DATA EXCERPTS –
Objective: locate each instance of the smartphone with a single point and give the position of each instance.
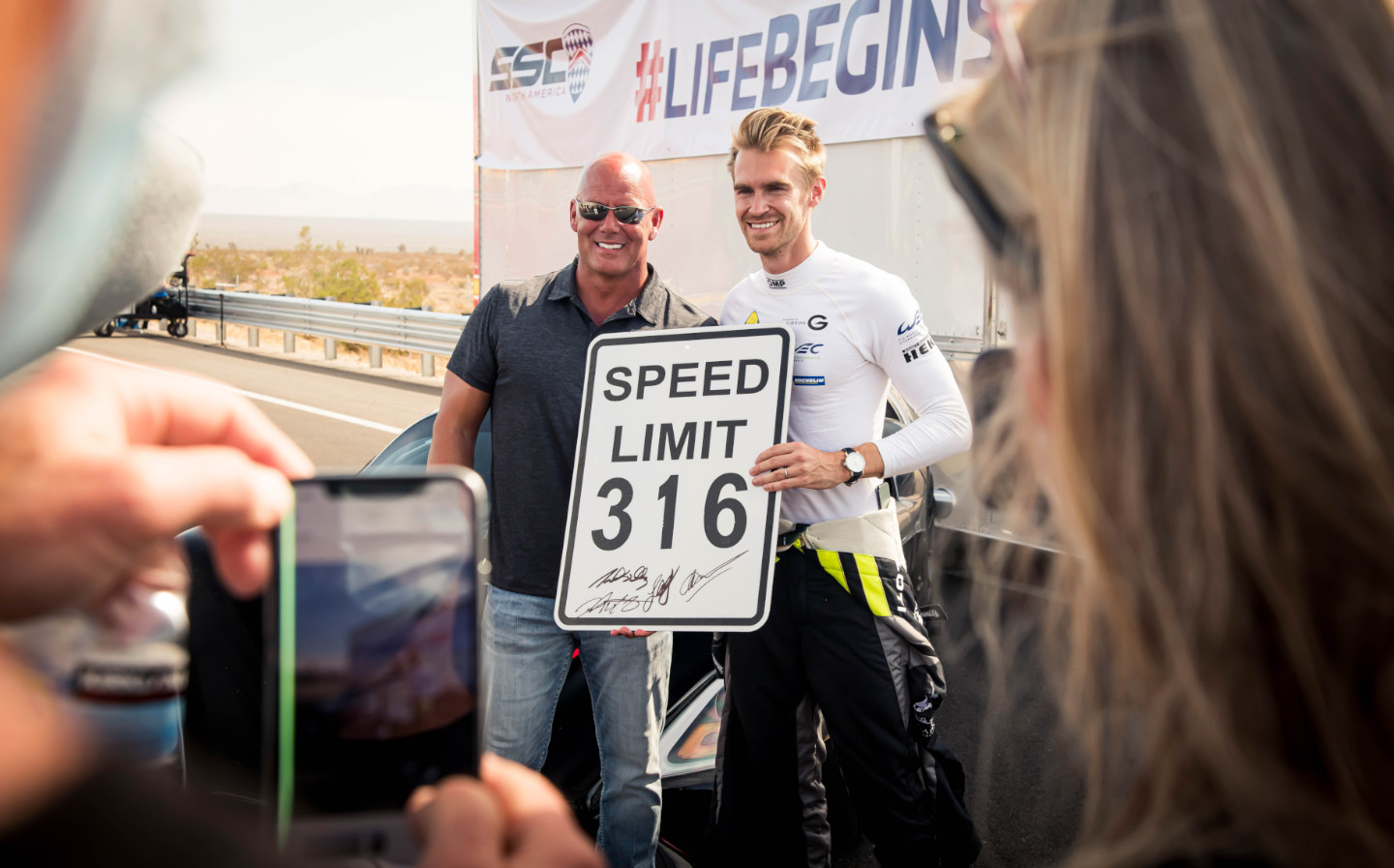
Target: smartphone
(371, 658)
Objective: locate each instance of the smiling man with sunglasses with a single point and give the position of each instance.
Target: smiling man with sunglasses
(523, 357)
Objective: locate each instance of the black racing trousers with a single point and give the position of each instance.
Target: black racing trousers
(819, 642)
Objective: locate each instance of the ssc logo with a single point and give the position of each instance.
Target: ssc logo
(921, 350)
(577, 42)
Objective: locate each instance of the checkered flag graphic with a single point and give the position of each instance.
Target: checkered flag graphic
(577, 42)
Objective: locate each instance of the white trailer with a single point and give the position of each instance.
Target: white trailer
(887, 199)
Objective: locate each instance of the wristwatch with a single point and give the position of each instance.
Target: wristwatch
(855, 463)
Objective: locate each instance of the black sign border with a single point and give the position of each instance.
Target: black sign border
(772, 513)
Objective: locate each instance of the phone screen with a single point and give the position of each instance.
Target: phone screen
(377, 656)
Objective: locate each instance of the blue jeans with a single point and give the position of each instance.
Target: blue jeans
(526, 661)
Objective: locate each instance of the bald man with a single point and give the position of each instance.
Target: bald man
(523, 355)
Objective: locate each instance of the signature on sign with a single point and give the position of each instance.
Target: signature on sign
(640, 589)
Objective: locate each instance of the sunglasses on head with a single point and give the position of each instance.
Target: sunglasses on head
(1001, 237)
(624, 214)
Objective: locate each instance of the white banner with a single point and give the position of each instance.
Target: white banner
(562, 81)
(665, 529)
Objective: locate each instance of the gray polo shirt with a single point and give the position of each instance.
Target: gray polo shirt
(526, 345)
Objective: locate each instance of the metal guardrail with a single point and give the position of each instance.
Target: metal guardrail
(377, 326)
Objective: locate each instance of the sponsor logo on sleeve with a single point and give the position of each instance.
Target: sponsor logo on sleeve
(921, 350)
(913, 332)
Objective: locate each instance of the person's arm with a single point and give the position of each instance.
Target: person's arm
(941, 430)
(458, 422)
(99, 469)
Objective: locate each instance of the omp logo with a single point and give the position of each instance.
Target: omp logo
(577, 41)
(919, 350)
(545, 69)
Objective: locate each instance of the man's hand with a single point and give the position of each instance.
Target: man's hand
(786, 465)
(101, 468)
(513, 818)
(633, 634)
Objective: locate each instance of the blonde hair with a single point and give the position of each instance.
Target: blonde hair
(776, 129)
(1210, 187)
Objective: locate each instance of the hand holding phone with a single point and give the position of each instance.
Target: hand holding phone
(510, 817)
(373, 656)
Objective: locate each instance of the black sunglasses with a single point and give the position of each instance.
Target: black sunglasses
(624, 214)
(1003, 238)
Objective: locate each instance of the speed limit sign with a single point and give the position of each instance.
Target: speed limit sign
(665, 528)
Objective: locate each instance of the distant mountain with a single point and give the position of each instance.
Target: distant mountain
(414, 202)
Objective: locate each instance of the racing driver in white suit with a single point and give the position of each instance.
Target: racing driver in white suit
(856, 330)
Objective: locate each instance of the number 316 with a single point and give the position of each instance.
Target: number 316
(668, 494)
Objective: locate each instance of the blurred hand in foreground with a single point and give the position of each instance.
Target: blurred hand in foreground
(512, 817)
(101, 467)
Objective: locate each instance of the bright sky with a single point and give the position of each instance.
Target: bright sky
(350, 95)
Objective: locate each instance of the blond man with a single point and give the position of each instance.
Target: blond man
(858, 329)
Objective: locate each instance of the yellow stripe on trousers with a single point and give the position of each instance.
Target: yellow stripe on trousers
(867, 573)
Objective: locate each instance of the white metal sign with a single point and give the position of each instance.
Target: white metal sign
(665, 528)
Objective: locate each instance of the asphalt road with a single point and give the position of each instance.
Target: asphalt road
(341, 417)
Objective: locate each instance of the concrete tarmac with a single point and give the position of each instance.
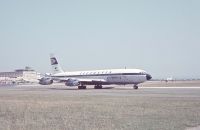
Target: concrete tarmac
(60, 107)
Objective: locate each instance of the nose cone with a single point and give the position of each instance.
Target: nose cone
(149, 77)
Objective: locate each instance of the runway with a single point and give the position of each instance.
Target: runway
(60, 107)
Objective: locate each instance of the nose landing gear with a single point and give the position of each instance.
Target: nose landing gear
(135, 87)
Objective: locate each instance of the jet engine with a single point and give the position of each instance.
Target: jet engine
(72, 82)
(45, 81)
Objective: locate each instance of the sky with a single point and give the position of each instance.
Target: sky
(161, 37)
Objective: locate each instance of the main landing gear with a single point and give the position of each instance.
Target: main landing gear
(98, 87)
(81, 87)
(135, 87)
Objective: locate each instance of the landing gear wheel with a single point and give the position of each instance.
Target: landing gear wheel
(135, 87)
(81, 87)
(98, 87)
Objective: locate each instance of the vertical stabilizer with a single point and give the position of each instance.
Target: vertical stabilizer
(54, 64)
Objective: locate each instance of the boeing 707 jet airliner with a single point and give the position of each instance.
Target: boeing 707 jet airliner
(95, 77)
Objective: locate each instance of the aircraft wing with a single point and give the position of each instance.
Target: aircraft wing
(91, 81)
(85, 81)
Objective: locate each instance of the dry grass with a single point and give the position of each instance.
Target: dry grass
(51, 109)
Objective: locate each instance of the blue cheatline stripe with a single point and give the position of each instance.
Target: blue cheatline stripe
(100, 75)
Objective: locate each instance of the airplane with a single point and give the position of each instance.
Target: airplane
(94, 77)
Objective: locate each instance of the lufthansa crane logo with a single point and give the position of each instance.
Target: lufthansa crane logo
(53, 61)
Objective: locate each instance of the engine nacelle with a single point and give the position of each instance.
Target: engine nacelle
(72, 82)
(45, 81)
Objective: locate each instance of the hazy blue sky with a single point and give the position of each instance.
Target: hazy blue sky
(159, 36)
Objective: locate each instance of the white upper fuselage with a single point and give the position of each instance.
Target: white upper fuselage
(110, 76)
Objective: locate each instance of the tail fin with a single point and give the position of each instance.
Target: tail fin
(55, 66)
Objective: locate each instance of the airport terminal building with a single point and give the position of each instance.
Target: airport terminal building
(26, 75)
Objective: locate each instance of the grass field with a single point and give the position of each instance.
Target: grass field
(58, 108)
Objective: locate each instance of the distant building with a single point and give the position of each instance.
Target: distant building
(26, 75)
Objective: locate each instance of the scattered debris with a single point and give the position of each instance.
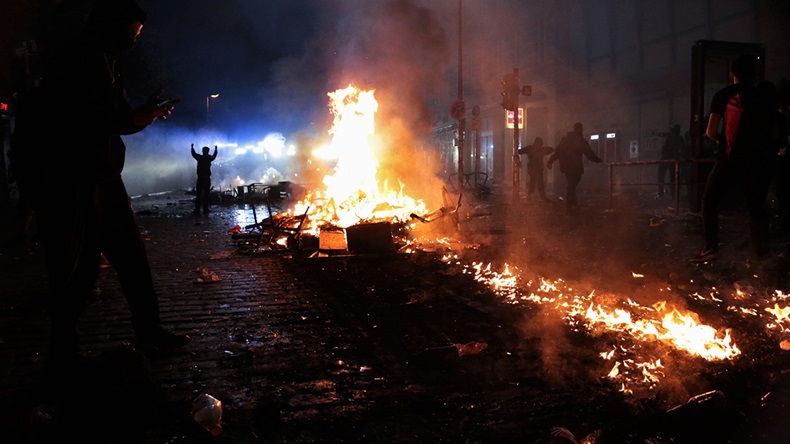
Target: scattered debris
(470, 348)
(206, 276)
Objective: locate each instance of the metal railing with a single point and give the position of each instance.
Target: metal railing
(677, 179)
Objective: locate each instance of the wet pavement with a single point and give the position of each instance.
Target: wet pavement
(414, 346)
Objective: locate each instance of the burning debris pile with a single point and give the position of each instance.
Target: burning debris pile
(356, 211)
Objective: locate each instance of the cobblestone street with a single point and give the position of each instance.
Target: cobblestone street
(369, 348)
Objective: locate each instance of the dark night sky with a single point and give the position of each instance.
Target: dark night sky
(273, 63)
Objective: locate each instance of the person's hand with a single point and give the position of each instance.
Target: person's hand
(154, 108)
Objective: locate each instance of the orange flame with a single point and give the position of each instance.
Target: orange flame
(353, 193)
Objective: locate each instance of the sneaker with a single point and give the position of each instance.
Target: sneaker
(708, 254)
(161, 339)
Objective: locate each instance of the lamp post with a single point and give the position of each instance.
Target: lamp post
(208, 109)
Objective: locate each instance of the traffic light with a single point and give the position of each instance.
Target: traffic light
(510, 92)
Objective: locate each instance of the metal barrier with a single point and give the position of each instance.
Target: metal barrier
(676, 163)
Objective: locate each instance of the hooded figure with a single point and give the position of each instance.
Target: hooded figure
(569, 152)
(85, 210)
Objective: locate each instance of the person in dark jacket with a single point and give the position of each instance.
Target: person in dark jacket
(203, 184)
(672, 148)
(747, 112)
(569, 152)
(81, 152)
(535, 155)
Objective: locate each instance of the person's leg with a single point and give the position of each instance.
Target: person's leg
(198, 201)
(531, 188)
(71, 250)
(124, 249)
(540, 183)
(573, 183)
(206, 195)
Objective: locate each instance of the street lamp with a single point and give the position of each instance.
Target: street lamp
(208, 98)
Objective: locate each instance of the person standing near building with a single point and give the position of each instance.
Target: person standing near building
(569, 152)
(535, 155)
(671, 150)
(83, 153)
(746, 154)
(203, 184)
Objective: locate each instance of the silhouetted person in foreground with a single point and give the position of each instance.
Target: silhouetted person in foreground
(672, 148)
(783, 158)
(70, 137)
(203, 184)
(746, 154)
(569, 152)
(535, 155)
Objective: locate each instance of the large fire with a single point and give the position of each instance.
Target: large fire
(354, 194)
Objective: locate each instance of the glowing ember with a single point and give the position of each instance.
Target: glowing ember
(644, 325)
(353, 193)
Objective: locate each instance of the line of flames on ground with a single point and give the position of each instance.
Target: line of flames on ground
(659, 322)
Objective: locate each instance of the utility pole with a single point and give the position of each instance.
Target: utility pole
(510, 92)
(460, 106)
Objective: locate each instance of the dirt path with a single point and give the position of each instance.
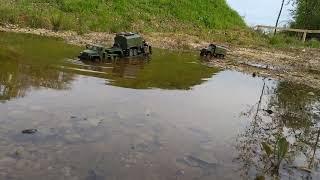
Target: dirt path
(298, 65)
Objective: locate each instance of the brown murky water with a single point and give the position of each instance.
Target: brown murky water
(161, 118)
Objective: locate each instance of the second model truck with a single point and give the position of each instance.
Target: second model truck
(214, 51)
(125, 45)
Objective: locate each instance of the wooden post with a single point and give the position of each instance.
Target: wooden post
(304, 36)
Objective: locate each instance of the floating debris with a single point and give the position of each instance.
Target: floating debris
(29, 131)
(268, 111)
(254, 74)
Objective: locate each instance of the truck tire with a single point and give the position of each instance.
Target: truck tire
(135, 52)
(202, 53)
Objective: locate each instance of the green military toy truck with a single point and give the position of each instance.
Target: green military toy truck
(125, 45)
(214, 51)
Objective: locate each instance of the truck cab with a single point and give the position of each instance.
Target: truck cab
(93, 52)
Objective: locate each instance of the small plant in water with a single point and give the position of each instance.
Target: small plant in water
(276, 154)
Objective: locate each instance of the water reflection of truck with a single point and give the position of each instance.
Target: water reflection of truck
(125, 45)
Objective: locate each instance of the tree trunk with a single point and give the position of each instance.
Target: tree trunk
(280, 12)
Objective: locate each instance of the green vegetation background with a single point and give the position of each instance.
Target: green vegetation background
(121, 15)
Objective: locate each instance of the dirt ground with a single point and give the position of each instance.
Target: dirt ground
(298, 65)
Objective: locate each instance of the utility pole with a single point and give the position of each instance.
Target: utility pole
(280, 12)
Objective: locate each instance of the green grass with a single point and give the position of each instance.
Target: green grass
(28, 48)
(121, 15)
(286, 41)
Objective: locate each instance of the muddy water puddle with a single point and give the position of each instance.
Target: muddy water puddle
(163, 117)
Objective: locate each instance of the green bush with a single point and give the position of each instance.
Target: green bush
(313, 43)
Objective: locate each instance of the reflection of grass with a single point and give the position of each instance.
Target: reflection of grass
(169, 71)
(34, 49)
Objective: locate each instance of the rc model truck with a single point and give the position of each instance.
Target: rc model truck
(125, 45)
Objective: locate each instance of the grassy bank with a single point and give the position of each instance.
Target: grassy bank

EXERCISE DETAILS –
Copy only this span: the line that contains "Objective: locate each instance of the green bush", the last line, and every line between them.

OUTPUT OF THE EXERCISE –
Objective: locate each instance of the green bush with a single point and give the position of each instance.
Target: green bush
(313, 43)
Objective: locate each instance of the reflection of grass with a single point and give the position of each instance.
Target: reflection of grass
(169, 71)
(34, 49)
Objective: locate each instance of the rc model truck with a single point and give the position of each instance.
Target: rc model truck
(125, 45)
Objective: locate each instance of the grassy bank with a single point and give the position of each instance.
Target: grassy bank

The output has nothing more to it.